● ACTION ITEM
Go through the data below and transcribe it exactly. Omit the images.

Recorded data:
________________

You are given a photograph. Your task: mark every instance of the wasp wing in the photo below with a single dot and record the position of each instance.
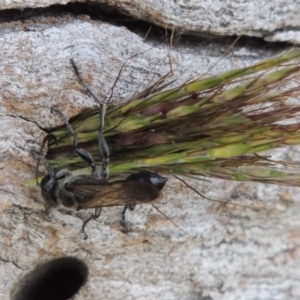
(95, 192)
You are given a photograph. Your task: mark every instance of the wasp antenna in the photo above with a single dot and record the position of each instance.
(201, 195)
(89, 91)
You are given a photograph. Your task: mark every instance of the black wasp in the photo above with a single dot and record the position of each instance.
(94, 190)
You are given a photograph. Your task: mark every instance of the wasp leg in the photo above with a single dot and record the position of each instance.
(83, 154)
(123, 220)
(93, 217)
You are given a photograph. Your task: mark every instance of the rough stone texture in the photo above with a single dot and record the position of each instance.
(232, 252)
(273, 20)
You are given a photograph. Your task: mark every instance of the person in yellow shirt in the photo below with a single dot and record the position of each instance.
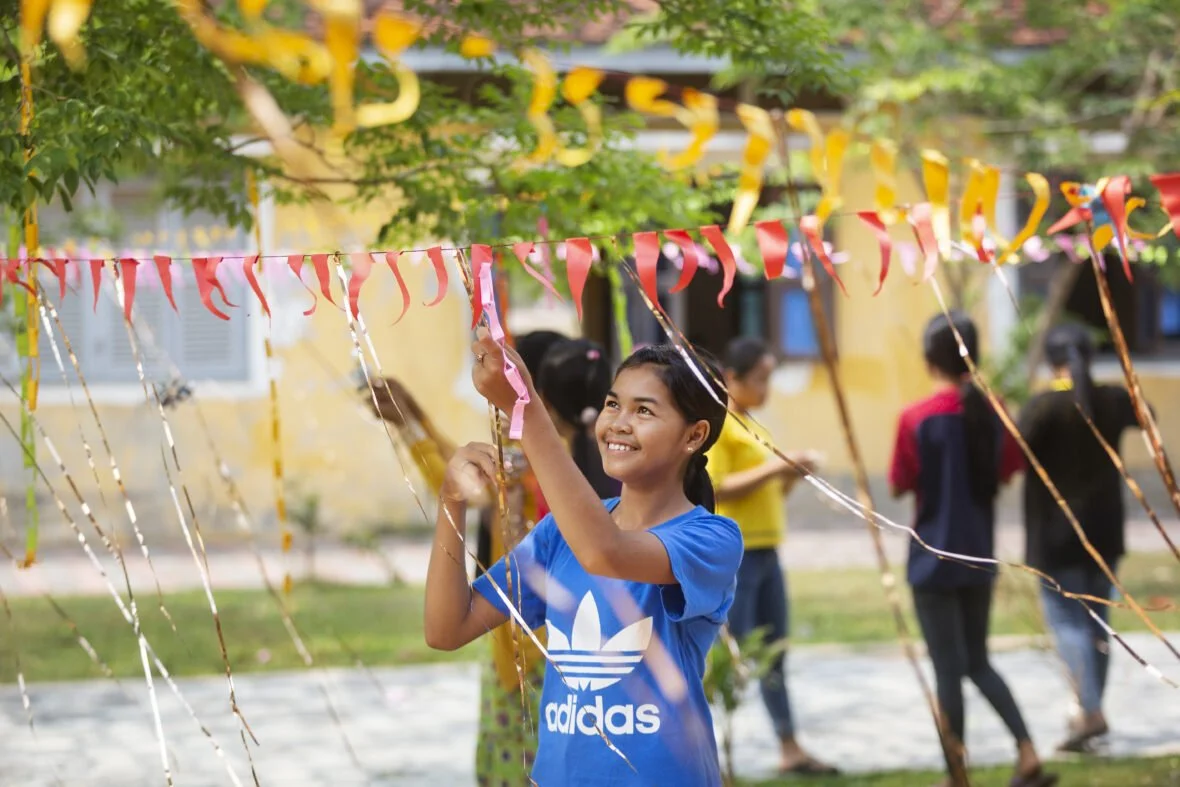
(751, 484)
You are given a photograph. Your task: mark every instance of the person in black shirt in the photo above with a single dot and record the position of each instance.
(952, 454)
(1059, 435)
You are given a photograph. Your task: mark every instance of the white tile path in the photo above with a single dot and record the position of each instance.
(863, 710)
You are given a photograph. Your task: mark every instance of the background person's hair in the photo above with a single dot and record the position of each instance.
(574, 378)
(532, 347)
(743, 354)
(979, 422)
(1070, 346)
(695, 402)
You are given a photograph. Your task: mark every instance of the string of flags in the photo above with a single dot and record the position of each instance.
(1102, 208)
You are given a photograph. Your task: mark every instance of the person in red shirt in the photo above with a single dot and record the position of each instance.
(952, 454)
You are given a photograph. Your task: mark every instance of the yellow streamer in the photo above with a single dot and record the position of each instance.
(477, 46)
(1041, 191)
(342, 37)
(972, 197)
(989, 196)
(826, 158)
(32, 23)
(251, 8)
(753, 162)
(883, 159)
(544, 91)
(936, 177)
(66, 18)
(579, 84)
(837, 146)
(702, 120)
(294, 56)
(642, 94)
(699, 115)
(392, 35)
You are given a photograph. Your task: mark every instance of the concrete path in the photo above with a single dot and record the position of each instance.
(67, 571)
(417, 726)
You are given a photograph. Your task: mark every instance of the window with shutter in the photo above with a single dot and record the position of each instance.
(190, 339)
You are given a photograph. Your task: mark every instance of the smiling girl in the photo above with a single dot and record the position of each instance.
(624, 587)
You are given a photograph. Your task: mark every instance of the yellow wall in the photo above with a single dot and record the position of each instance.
(333, 447)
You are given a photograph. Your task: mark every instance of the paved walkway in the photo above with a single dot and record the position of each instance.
(67, 571)
(417, 726)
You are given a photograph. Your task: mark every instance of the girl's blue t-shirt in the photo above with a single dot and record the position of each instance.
(623, 700)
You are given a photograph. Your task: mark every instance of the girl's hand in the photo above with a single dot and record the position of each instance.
(487, 373)
(470, 474)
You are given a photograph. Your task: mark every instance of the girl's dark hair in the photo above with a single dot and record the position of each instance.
(696, 401)
(1070, 346)
(743, 354)
(532, 347)
(574, 378)
(942, 352)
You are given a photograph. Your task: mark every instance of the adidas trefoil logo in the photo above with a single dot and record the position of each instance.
(585, 661)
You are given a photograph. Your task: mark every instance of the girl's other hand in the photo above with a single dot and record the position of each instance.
(470, 476)
(487, 373)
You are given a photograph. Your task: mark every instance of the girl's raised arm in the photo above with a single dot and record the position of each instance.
(598, 544)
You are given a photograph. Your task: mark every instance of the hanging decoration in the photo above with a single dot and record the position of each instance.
(1105, 205)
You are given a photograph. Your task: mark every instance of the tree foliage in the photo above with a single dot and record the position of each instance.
(152, 100)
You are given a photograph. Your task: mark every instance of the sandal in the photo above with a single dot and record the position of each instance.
(810, 768)
(1038, 778)
(1082, 741)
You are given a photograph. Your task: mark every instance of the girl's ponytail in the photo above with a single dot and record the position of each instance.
(697, 484)
(1069, 346)
(982, 441)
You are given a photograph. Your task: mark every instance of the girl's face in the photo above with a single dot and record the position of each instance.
(642, 437)
(751, 391)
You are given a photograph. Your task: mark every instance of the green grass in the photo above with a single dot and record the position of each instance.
(382, 625)
(850, 607)
(1159, 772)
(339, 624)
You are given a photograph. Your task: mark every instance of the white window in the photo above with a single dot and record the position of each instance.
(189, 341)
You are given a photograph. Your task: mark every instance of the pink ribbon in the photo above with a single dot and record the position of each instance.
(487, 297)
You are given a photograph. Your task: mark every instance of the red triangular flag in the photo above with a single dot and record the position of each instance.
(201, 267)
(522, 250)
(391, 258)
(320, 263)
(813, 233)
(884, 242)
(922, 218)
(716, 238)
(128, 269)
(59, 269)
(96, 277)
(773, 244)
(688, 253)
(578, 258)
(647, 256)
(479, 255)
(164, 268)
(295, 262)
(440, 274)
(248, 271)
(1168, 185)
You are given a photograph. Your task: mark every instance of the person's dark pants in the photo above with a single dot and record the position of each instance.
(761, 603)
(955, 625)
(1082, 643)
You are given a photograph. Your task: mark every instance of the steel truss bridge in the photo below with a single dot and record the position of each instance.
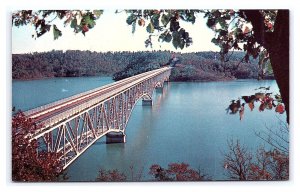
(70, 126)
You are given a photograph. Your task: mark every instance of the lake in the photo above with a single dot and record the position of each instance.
(187, 123)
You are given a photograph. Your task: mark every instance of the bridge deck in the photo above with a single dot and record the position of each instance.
(60, 110)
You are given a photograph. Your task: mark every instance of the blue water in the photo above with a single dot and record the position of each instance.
(30, 94)
(187, 123)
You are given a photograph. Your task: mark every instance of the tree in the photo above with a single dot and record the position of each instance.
(29, 164)
(176, 172)
(258, 31)
(110, 176)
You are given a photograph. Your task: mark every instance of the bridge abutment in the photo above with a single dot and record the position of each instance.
(147, 102)
(159, 89)
(114, 137)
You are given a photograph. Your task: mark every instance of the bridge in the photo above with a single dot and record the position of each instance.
(70, 126)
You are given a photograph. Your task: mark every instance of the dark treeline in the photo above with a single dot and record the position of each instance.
(199, 66)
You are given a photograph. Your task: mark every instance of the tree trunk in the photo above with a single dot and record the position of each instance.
(279, 55)
(277, 44)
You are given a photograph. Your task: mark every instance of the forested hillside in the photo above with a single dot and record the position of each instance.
(203, 66)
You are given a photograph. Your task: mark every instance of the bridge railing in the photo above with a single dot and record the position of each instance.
(43, 107)
(70, 112)
(52, 104)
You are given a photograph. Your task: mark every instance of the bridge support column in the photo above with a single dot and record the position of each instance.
(147, 102)
(115, 138)
(159, 89)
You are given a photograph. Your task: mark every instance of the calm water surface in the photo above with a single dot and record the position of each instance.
(187, 123)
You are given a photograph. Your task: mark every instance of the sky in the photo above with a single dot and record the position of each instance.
(19, 40)
(111, 33)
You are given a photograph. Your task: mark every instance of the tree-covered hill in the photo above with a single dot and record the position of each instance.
(203, 66)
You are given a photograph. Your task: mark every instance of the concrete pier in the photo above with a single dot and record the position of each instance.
(147, 102)
(115, 137)
(159, 89)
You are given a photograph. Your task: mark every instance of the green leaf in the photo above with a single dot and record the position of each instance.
(165, 19)
(74, 23)
(150, 28)
(215, 41)
(133, 27)
(56, 32)
(168, 38)
(155, 20)
(176, 39)
(181, 44)
(98, 13)
(130, 19)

________________

● EXERCISE ANSWER
You are given a photograph. Your task: mark every instance of the wasp wing in the photo below with a single dot and record the position of each instance.
(95, 192)
You are given a photograph. Your task: mark every instance of the wasp antenna in the photo above with a single dot and record the position of each instance.
(201, 195)
(89, 91)
You are given a photograph. Your task: mark every instance of the black wasp in the photo above with a single dot and record the position of each instance.
(94, 190)
You are given a photograph. Your task: mark every instance of the wasp leg in the photo above with a single dot and record the position of each instance.
(83, 154)
(123, 220)
(93, 217)
You are given a photograph. Your task: mark every instance of the rough stone texture in the photo above with a single dot and record the position of each instance.
(232, 252)
(273, 20)
You are given a photograph. Your task: mark every instance of the person in yellow shirt in the photo below with a single dot and record the position of each instance.
(751, 484)
You are given a photograph. Your task: mark every instance of the person in black shirt in the photo above with a single dot and record the position of each instance.
(952, 454)
(1059, 435)
You are given a photograph. Your task: mark every instance of the white tile path in the photo above with a single dot and record the position of each instance.
(863, 710)
You are given a photograph. Your task: mark every instance of the background person's hair in the photo above with a single dot and record the position of each instance.
(574, 378)
(532, 347)
(743, 354)
(979, 422)
(1070, 346)
(695, 402)
You are given a photograph. Your task: mark every instance of the string of flags in the photo above with a single dot and record the position of each instance.
(1102, 208)
You are given a photograph. Your task: mark every instance of the person in red shirt in the photo above with a single dot and record the position of each instance.
(952, 454)
You are given a photograph. Your task: mark every instance of the yellow streamer in the photo above with a single dot and record the position of each instance.
(477, 46)
(1041, 191)
(342, 37)
(972, 197)
(989, 196)
(826, 158)
(32, 23)
(251, 8)
(753, 162)
(883, 159)
(544, 91)
(936, 177)
(66, 18)
(579, 84)
(837, 146)
(702, 120)
(294, 56)
(642, 94)
(699, 115)
(392, 35)
You are given a photograph. Your task: mark every instance of the concrete path in the photo above with a single dot and record the position of each instance.
(67, 571)
(417, 726)
You are given a photograph. Your task: mark every instance of the window with shutter in the photo above with a single dot and record the position of each instance.
(190, 339)
You are given a photograph. Your task: mark every instance of the smiling girl in the photo above with a single dot and record the position of each instance.
(624, 587)
You are given a photograph. Your task: mark every instance of the yellow wall in the photo above with a single dot and record the position of each instance.
(333, 447)
You are given a photograph. Your task: mark every instance of the paved walkway in the photo above with a single dot and record the position of each instance.
(67, 571)
(417, 726)
You are given a photograph. Your task: mark every instance of the girl's blue t-shirt in the photo above with a single dot and record the position of each instance.
(623, 700)
You are given a photograph. Your task: mark every instance of the girl's hand in the photo above with a single dot and record the position of each instance.
(487, 373)
(470, 474)
You are given a photograph. Your task: mark every instance of the girl's dark hair in the photo above with a single dot and record the position of each instance.
(696, 401)
(1070, 346)
(743, 354)
(532, 347)
(574, 378)
(942, 352)
You are given a photograph. Your task: mark every instance of the adidas trefoil logo in the photo above with a single dot and record the position of each instance.
(585, 661)
You are given a photograph. Your task: mark every instance of the girl's other hand in the photo above with a single dot and record the position of each instance.
(470, 476)
(487, 373)
You are given a photograph. Your task: mark every instance of the girl's raised arm in the photo above with a single dot and record the position of each instance.
(598, 544)
You are given a photograph. Your task: mark every instance of the hanging decoration in the photo above with a single dot and record the position of each instance.
(1105, 205)
You are given a photograph. Your task: mark every instance of the tree foliage in the photo above with a single dot and record the position of each instance.
(152, 100)
You are given a photograph. Your task: mark every instance of the sandal in the photo above with a single dot and record the position of each instance.
(810, 768)
(1038, 778)
(1082, 741)
You are given a photograph. Your task: mark every instance of the girl's ponytail in the photo above with a single dot and record the position of each instance.
(697, 484)
(1069, 346)
(982, 441)
You are given a photograph. Your task: mark every instance of the girl's face in the photo above with a single dot and record the position of each instance.
(642, 437)
(751, 391)
You are given a photograph. Your task: mark every instance of the green grass in the photo above with a single dot and record the position of each instance.
(382, 625)
(850, 607)
(1159, 772)
(339, 624)
You are given a photograph. Your task: mark every instance of the white window in the photo above with a single dot and record the position of each instance.
(189, 341)
You are given a photograph. Your task: mark every instance of the pink ribbon in the photo above with a single dot and record the position of each instance.
(487, 297)
You are given a photograph. Your task: mark every instance of the red triangular flag in the photo above with a single dot and record the position of each instance.
(201, 267)
(522, 250)
(391, 258)
(320, 263)
(813, 233)
(884, 242)
(922, 218)
(716, 238)
(128, 269)
(59, 269)
(96, 277)
(773, 244)
(688, 253)
(578, 258)
(647, 256)
(479, 255)
(164, 268)
(295, 262)
(440, 274)
(248, 271)
(1168, 185)
You are given a photograph. Your task: mark every instance of the person's dark pants in the photo above with a single dot and record the position of each instance.
(761, 603)
(955, 625)
(1082, 643)
You are given a photograph. Your task: mark every instance of the steel truss bridge in the photo below with a single dot and record the position of each instance.
(70, 126)
You are given a photograph. Your task: mark every instance of the lake in the photo above with a single dot and record the position of each instance.
(187, 123)
You are given a photograph. Your task: mark every instance of the bridge deck in the photo above with a single dot and record the position of each instance.
(60, 110)
You are given a photograph. Your task: mark every instance of the blue water in the photo above with a single dot and record the position of each instance.
(30, 94)
(187, 123)
You are given a photograph. Your task: mark every instance of the tree in the photo above with a single dot and record the position of each instance.
(29, 164)
(176, 172)
(258, 31)
(110, 176)
You are given a photograph. Your task: mark every instance of the bridge abutment in the photo above with a single dot and record the position of each instance.
(147, 102)
(159, 89)
(114, 137)
You are given a photograph. Your task: mark every instance of the bridge in the photo above with a single dot and record the position of each instance.
(70, 126)
You are given a photograph. Your task: mark every instance of the dark treeline in the photo above with a single dot and record the position of each instance.
(199, 66)
You are given a photograph. Your task: mark every instance of the tree trunk in the photo above with a single dot and record the position of each instance.
(279, 55)
(277, 44)
You are given a photograph. Your task: mark every instance of the forested hillside in the photo above with a single dot and record the position of each instance.
(203, 66)
You are given a photograph. Your task: mark every instance of the bridge railing in the photo above with a single dot and record the position of each instance.
(43, 107)
(70, 112)
(52, 104)
You are given a photograph. Your task: mark every instance of the bridge support column in the photo above with a single dot and record the position of each instance.
(147, 102)
(115, 138)
(159, 89)
You are given a photograph. Your task: mark every instance of the calm water surface in the photo above with a single dot and record the position of each instance.
(187, 123)
You are given a photograph. Your task: mark every instance of the sky in the photo above with a single dot and record the position of each instance.
(19, 40)
(111, 33)
You are given a photograph. Your task: mark every instance of the tree-covered hill in the photo above with a single dot and record the position of each instance.
(203, 66)
You are given a photograph. Your task: mark every instance of the concrete pier in the photo above with a single dot and record the position of each instance.
(147, 102)
(115, 137)
(159, 89)
You are given a photograph. Your task: mark every instance of the green leaf in the photo above with a single dot and record the position of each instance.
(165, 19)
(74, 23)
(150, 28)
(215, 41)
(133, 27)
(56, 32)
(168, 38)
(155, 20)
(176, 39)
(181, 44)
(98, 13)
(130, 19)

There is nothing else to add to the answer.